__CHECK YOUR UNDERSTANDING__
(1) List every church building that the passage about the church conversion names as sold and converted into condominiums.
(2) Rewrite the part of the passage about the church conversion starting with "The conversion project" and going on through "price of $12,975,000.", substituting "wine room" for "wine cellar".

Real estate developer SGA Companies, which paid $7.56 million for the property, planned to convert the fellowship hall into a single-family residence, the sanctuary to be two condominium units, and build a new house west of the fellowship hall. After neighbors and local government agencies objected, SGA canceled plans for the new house. The final design included converting the sanctuary into three units instead of two. The conversion of the church into residences is part of a trend with local religious properties where memberships have decreased for various reasons. Local church buildings that were sold and converted into condominiums include Faith Baptist Church, Mount Joy Baptist Church, First African New Church, and Way of the Cross Church of Christ.

The conversion project designed by architect Sassan Gharai was named Alexander Hall, with the former fellowship hall renamed Hall House in honor of the previous residents. The Hall House was converted into a 5,250 square-foot (488 sq m) residence with seven bedrooms, seven bathrooms, an elevator, and a wine cellar designed to store more than 2,000 bottles. The asking price was $6,795,000. The former sanctuary was converted into three condominium units, each featuring three bedrooms and three bathrooms, and ranging from 2,100 to 2,500 square feet (195 sq m to 232 sq m). Those units were listed at between $1.995 million to $2.495 million and included membership services such as valet parking and access to the spa and fitness center at the nearby Four Seasons Hotel. Both buildings were available for sale at the asking price of $12,975,000.

__DATA EXCERPTS__
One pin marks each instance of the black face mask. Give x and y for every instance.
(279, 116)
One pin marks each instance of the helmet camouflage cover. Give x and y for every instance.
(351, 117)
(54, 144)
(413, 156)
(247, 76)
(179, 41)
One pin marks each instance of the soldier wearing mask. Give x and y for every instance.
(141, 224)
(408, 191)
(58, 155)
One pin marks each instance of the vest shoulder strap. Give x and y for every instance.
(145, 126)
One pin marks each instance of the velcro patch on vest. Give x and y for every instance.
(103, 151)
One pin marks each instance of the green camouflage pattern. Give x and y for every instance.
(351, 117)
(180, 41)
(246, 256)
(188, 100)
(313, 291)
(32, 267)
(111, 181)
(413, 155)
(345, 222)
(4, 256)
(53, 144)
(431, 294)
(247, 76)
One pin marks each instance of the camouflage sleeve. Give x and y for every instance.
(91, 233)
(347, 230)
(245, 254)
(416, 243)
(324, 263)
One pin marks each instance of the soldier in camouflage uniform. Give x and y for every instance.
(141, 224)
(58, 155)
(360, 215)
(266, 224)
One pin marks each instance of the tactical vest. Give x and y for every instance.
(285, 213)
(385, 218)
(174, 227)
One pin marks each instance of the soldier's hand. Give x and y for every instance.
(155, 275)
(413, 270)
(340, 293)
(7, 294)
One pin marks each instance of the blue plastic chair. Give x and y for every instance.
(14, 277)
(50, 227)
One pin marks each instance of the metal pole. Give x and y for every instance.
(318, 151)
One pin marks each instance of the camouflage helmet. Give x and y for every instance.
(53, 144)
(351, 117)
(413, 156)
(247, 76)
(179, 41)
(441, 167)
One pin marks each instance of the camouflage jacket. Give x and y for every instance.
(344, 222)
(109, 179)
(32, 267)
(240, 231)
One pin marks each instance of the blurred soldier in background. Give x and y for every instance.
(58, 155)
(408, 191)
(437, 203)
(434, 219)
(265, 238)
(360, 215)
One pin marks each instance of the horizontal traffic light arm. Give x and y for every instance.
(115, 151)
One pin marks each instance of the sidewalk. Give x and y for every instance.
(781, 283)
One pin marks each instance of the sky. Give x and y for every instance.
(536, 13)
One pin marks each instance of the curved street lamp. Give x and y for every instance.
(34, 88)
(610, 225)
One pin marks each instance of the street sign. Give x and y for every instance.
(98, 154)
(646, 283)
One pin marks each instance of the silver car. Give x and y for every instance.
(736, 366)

__SOLUTIONS TO THE PROBLEMS__
(1) Faith Baptist Church, Mount Joy Baptist Church, First African New Church, Way of the Cross Church of Christ

(2)
The conversion project designed by architect Sassan Gharai was named Alexander Hall, with the former fellowship hall renamed Hall House in honor of the previous residents. The Hall House was converted into a 5,250 square-foot (488 sq m) residence with seven bedrooms, seven bathrooms, an elevator, and a wine room designed to store more than 2,000 bottles. The asking price was $6,795,000. The former sanctuary was converted into three condominium units, each featuring three bedrooms and three bathrooms, and ranging from 2,100 to 2,500 square feet (195 sq m to 232 sq m). Those units were listed at between $1.995 million to $2.495 million and included membership services such as valet parking and access to the spa and fitness center at the nearby Four Seasons Hotel. Both buildings were available for sale at the asking price of $12,975,000.